Joe Biden, Mariska Hargitay Team Up To Help Domestic Abuse Victims

Joe Biden, Mariska Hargitay

It is a subject that has been in the limelight for years, but domestic abuse continues and the victims are still ashamed and fearful to come forward scared for their lives and what the possible outcome could be. But Joe Biden and Mariska Hargitay are teaming up to help bring domestic abuse to light.

Via Huffington Post:

On Sunday, Americans’ love for television binge-watching will end up helping fight domestic abuse — at least, that’s what Vice President Joe Biden and actress Mariska Hargitay are hoping for.

Biden will appear alongside Hargitay in a PSA addressing domestic violence scheduled to air during a “Law and Order: Special Victims Unit” marathon on USA Network, The Washington Post reported. Maile Zambuto, who is the chief executive of Hargitay’s foundation for survivors of sexual assault, domestic violence and child abuse, Joyful Heart, told the outlet that episodes set to air during the marathon will focus on different aspects of the issue, including “teen dating violence, campus sexual assault, male sexual abuse [and] the cycle of violence.”

The duo, who are supporting the No More campaign, aim to provide victims and their loved ones with the resources to access help. In one of three spots that will air on Sunday, Biden and Margitay point out the difference between how domestic violence is treated on-screen and off.

**What you will do**.
**1.** Return the part of the domestic abuse article from "It is a subject" to "are hoping for.".
**2.** In the domestic abuse article, what is the name of Hargitay's foundation for survivors of sexual assault, domestic violence and child abuse?
**3.** Continue the article about the Biden and Hargitay domestic abuse campaign from its last sentence.
The listing comes from a separate source.

**Entries provided**.
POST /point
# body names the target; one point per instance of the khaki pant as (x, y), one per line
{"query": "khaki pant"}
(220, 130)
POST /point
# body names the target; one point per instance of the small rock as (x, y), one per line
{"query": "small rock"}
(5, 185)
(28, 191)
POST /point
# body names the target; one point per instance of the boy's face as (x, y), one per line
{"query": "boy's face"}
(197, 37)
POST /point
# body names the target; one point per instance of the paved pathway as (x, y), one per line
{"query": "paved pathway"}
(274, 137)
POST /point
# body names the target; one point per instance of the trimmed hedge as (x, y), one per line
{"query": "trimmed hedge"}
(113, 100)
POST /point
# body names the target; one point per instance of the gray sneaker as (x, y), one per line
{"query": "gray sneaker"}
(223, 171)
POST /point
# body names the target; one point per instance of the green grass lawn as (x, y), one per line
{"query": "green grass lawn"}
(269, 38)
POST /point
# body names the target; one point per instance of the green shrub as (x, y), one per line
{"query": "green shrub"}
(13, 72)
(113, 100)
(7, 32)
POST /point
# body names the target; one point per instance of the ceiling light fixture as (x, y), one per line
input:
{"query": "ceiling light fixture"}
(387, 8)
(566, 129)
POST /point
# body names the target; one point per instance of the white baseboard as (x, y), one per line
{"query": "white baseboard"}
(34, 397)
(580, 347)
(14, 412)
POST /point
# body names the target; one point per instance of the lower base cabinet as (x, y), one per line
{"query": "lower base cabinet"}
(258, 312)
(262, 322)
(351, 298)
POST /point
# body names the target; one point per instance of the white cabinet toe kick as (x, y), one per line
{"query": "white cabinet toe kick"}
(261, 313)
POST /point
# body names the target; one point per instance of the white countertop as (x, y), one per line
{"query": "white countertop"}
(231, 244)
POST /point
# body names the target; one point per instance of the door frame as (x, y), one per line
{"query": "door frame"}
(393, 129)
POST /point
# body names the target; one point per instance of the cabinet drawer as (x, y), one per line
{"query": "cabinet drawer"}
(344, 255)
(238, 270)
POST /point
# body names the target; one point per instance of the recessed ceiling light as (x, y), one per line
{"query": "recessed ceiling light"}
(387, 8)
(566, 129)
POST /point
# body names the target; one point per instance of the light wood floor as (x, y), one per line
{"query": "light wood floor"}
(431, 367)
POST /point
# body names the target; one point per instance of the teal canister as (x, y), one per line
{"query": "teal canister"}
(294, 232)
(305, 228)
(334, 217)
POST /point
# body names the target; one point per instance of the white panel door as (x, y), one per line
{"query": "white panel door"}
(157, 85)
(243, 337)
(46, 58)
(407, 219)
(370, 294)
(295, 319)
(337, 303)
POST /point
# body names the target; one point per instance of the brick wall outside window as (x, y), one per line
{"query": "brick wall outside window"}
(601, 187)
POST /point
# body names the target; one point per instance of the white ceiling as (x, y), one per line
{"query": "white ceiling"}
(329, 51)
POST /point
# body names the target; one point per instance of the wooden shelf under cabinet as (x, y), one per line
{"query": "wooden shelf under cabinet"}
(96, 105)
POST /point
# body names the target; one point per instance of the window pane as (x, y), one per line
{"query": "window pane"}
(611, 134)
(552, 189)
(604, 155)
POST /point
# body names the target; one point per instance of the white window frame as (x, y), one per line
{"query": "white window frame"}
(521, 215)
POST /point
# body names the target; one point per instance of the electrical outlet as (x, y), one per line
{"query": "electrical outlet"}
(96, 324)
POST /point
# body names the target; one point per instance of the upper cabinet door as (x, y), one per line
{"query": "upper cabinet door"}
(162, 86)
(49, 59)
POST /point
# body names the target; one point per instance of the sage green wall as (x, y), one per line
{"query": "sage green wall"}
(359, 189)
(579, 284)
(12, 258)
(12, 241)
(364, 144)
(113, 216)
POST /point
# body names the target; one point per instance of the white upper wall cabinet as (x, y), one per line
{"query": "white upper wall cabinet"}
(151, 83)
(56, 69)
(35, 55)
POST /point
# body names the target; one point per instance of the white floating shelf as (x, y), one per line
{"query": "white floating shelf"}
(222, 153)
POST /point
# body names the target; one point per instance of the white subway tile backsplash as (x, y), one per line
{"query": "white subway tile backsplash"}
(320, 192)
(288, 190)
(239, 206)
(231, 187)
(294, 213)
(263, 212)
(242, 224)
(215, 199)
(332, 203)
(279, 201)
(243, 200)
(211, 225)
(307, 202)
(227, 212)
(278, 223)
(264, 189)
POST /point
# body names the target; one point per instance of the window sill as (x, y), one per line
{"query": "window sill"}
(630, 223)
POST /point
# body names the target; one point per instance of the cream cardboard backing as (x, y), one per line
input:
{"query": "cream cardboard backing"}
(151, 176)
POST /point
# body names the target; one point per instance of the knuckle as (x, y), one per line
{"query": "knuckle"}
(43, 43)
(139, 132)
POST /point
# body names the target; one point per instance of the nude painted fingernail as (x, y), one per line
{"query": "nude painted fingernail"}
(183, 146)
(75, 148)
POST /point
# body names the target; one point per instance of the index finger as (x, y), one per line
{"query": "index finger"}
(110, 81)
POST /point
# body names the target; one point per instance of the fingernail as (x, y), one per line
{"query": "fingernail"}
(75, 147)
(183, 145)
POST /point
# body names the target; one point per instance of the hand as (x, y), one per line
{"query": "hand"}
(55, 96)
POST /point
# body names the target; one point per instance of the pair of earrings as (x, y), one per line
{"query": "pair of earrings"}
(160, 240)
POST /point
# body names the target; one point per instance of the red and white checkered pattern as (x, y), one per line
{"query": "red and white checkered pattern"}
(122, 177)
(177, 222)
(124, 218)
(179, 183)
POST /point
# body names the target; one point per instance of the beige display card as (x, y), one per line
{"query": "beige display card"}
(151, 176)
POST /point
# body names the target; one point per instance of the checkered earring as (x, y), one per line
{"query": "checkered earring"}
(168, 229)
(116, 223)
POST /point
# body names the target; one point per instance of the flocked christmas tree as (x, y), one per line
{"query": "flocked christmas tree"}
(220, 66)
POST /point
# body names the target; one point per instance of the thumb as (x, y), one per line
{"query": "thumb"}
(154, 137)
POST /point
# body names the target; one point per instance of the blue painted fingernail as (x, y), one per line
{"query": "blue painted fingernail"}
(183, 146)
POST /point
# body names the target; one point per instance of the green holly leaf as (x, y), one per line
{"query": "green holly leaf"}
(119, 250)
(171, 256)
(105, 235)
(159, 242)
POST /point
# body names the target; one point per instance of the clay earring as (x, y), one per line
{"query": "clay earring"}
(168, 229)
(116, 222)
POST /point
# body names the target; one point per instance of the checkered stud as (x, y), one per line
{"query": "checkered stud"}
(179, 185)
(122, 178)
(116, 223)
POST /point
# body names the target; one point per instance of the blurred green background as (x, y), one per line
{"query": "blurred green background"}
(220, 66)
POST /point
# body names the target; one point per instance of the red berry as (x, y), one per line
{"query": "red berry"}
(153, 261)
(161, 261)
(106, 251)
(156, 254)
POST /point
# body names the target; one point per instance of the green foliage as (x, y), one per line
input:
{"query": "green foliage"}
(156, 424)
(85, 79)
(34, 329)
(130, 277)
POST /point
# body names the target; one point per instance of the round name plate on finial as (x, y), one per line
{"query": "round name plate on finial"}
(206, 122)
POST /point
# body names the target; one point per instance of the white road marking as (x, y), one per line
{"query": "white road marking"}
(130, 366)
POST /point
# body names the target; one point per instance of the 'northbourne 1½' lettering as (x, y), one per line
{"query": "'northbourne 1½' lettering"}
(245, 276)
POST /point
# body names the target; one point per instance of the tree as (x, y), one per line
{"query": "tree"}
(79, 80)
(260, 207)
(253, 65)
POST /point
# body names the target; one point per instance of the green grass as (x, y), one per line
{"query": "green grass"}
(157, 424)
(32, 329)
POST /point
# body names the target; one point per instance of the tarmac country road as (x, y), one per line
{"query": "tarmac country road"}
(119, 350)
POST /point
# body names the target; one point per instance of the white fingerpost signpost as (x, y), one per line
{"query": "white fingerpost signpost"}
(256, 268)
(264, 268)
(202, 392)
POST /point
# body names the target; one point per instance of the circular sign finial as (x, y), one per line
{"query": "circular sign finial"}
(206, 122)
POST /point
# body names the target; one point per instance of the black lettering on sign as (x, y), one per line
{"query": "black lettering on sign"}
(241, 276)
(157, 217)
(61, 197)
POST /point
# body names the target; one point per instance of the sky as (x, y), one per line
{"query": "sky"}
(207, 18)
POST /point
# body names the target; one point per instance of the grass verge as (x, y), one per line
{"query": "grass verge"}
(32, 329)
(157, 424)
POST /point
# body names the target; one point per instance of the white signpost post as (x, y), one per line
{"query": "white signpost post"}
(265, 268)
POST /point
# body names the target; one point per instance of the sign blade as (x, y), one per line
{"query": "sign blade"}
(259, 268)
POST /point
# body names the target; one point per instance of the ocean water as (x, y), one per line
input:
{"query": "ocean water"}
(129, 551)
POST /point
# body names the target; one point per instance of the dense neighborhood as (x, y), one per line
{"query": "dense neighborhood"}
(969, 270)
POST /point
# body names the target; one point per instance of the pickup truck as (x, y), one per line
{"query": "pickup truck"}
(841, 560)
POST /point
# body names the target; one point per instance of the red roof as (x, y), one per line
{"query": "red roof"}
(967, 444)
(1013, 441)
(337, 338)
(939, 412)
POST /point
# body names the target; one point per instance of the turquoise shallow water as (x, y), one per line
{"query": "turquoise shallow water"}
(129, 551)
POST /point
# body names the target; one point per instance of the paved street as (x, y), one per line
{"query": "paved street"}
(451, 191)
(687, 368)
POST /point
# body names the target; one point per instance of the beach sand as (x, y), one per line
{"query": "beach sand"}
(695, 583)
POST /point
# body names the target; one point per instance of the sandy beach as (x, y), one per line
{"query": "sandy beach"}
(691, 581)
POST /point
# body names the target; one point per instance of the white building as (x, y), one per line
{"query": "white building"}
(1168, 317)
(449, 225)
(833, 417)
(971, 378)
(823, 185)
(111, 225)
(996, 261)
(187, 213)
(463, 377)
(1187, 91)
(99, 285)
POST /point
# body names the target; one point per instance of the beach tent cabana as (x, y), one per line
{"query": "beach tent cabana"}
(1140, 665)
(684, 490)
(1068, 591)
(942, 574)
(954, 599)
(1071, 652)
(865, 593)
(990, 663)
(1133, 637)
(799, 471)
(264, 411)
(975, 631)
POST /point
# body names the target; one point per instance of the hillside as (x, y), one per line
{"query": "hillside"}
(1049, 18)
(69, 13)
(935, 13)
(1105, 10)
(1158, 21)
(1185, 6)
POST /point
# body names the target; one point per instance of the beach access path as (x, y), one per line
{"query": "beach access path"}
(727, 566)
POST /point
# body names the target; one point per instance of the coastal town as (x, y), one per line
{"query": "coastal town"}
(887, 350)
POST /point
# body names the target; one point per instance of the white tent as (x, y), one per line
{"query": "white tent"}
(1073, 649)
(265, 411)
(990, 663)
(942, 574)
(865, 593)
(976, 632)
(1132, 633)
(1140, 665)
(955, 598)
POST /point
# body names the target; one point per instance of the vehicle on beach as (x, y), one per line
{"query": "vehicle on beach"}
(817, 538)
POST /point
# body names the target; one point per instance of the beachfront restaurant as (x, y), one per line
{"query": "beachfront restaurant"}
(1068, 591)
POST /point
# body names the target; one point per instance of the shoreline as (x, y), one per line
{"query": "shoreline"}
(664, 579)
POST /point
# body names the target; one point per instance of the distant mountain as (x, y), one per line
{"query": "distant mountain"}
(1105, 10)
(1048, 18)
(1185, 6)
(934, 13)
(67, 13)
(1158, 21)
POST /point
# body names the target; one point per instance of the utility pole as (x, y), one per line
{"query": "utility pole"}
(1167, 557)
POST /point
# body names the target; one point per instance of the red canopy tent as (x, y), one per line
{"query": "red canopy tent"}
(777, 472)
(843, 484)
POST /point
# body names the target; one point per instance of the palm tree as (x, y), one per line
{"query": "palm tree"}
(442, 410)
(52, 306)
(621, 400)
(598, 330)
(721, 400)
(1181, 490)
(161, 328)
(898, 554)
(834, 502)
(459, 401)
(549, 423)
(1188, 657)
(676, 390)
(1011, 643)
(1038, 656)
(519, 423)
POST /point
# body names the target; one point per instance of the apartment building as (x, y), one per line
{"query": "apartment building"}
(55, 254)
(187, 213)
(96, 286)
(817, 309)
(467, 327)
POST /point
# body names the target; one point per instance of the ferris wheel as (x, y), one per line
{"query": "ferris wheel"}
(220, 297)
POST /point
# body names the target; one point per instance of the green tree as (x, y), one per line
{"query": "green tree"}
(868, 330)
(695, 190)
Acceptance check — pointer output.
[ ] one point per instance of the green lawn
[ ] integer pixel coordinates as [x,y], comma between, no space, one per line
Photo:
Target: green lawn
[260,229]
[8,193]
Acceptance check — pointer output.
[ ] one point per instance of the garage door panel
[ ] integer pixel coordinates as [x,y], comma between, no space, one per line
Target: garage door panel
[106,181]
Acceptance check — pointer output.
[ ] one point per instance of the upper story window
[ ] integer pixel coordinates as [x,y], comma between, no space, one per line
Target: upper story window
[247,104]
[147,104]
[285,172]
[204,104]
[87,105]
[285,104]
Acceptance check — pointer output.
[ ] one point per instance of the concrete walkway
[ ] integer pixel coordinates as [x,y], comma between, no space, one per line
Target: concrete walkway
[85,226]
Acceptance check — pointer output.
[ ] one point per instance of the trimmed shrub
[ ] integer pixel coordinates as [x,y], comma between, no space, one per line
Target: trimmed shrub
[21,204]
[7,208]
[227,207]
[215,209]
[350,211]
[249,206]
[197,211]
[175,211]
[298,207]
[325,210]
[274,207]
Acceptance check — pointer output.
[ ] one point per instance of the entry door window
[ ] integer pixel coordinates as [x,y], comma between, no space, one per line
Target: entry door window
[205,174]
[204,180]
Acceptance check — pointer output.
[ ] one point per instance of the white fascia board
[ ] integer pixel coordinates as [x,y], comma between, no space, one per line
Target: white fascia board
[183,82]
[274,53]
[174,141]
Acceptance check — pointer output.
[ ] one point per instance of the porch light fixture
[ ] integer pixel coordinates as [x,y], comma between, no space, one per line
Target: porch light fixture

**Answers by task**.
**1.**
It is a subject that has been in the limelight for years, but domestic abuse continues and the victims are still ashamed and fearful to come forward scared for their lives and what the possible outcome could be. But Joe Biden and Mariska Hargitay are teaming up to help bring domestic abuse to light.

Via Huffington Post:

On Sunday, Americans’ love for television binge-watching will end up helping fight domestic abuse — at least, that’s what Vice President Joe Biden and actress Mariska Hargitay are hoping for.

**2.** Joyful Heart

**3.**
“On Law and Order: SVU, witnesses frequently come forward to help detectives track down offenders,” Hargitay said in the PSA.

“But in real life, too often, people look the other way,” Biden continued, noting that “domestic violence is never the victim’s fault.”

About 1 in 4 women and 1 in 7 men have been the victim of severe physical violence by an intimate partner in the U.S., according to a 2010 survey by the Centers for Disease Control and Prevention (CDC).

Biden, who spearheaded the Violence Against Women Act as a senator in 1994, teamed up with Hargitay last year at a news conference in Maryland. The event addressed the need to reduce domestic violence deaths in the U.S. Each year, 1,300 people die from intimate partner victimizations, according to the CDC.